» TASK: Rewrite the data between the line containing "Does any green weed" and the line containing "[[352, 225, 514, 332]]", inclusive, adding 101 to every bounding box coordinate.

» Excerpts of bounding box data:

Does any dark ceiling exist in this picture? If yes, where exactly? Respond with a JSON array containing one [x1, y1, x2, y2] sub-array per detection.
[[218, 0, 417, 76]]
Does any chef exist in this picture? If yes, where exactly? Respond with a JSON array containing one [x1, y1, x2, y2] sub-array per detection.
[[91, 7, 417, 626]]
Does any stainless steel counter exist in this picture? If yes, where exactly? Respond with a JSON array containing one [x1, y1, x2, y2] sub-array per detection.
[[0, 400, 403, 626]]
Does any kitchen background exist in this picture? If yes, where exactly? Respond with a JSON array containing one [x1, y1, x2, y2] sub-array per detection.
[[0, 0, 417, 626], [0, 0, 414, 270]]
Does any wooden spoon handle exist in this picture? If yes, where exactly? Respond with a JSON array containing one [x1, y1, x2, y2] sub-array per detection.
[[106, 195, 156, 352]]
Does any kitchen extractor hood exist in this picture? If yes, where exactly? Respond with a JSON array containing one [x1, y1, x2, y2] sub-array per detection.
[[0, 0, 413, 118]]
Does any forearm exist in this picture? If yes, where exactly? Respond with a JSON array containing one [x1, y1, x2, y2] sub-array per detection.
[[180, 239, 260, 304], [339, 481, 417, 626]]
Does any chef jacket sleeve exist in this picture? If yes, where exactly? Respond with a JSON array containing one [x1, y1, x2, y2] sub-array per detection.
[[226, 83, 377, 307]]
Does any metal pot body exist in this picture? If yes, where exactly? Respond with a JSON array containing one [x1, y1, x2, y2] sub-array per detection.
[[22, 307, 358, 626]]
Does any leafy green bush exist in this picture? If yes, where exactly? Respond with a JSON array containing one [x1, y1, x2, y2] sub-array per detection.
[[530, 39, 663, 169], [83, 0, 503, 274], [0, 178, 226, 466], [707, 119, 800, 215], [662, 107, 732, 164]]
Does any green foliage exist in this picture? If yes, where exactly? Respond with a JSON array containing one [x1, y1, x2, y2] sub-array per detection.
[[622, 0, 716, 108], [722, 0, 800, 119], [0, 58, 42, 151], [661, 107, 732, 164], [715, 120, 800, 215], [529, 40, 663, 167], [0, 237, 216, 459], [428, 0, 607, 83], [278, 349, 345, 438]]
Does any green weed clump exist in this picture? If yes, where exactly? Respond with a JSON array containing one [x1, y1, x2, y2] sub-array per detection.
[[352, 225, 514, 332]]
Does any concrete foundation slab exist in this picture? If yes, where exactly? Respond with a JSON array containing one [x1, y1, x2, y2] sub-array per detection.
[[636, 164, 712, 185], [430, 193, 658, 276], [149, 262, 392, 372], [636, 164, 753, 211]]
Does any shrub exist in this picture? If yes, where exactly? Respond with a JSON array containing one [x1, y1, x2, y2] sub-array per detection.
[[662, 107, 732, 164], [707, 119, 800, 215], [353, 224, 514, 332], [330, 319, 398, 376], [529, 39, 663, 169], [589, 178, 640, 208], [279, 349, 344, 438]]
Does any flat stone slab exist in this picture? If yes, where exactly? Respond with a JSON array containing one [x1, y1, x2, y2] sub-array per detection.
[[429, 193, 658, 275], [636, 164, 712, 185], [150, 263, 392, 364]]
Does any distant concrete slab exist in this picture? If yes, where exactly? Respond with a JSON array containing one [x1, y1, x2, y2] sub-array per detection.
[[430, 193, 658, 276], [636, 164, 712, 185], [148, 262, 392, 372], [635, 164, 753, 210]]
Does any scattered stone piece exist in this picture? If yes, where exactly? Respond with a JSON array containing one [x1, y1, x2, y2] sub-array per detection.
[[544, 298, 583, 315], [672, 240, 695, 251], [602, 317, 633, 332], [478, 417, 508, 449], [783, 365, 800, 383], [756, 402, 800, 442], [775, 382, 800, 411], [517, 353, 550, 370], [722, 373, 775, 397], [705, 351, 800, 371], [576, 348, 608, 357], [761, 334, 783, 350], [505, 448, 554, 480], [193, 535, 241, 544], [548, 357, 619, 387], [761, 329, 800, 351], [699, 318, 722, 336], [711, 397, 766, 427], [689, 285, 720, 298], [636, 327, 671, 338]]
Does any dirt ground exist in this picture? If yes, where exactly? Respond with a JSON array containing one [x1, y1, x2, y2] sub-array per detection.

» RESPONSE FOR THIS EXERCISE:
Does any green weed clump exist in this picture? If yes, where exactly? Respond with a JSON array containing one [x1, y1, x2, y2] sub-array per detection.
[[453, 326, 615, 433]]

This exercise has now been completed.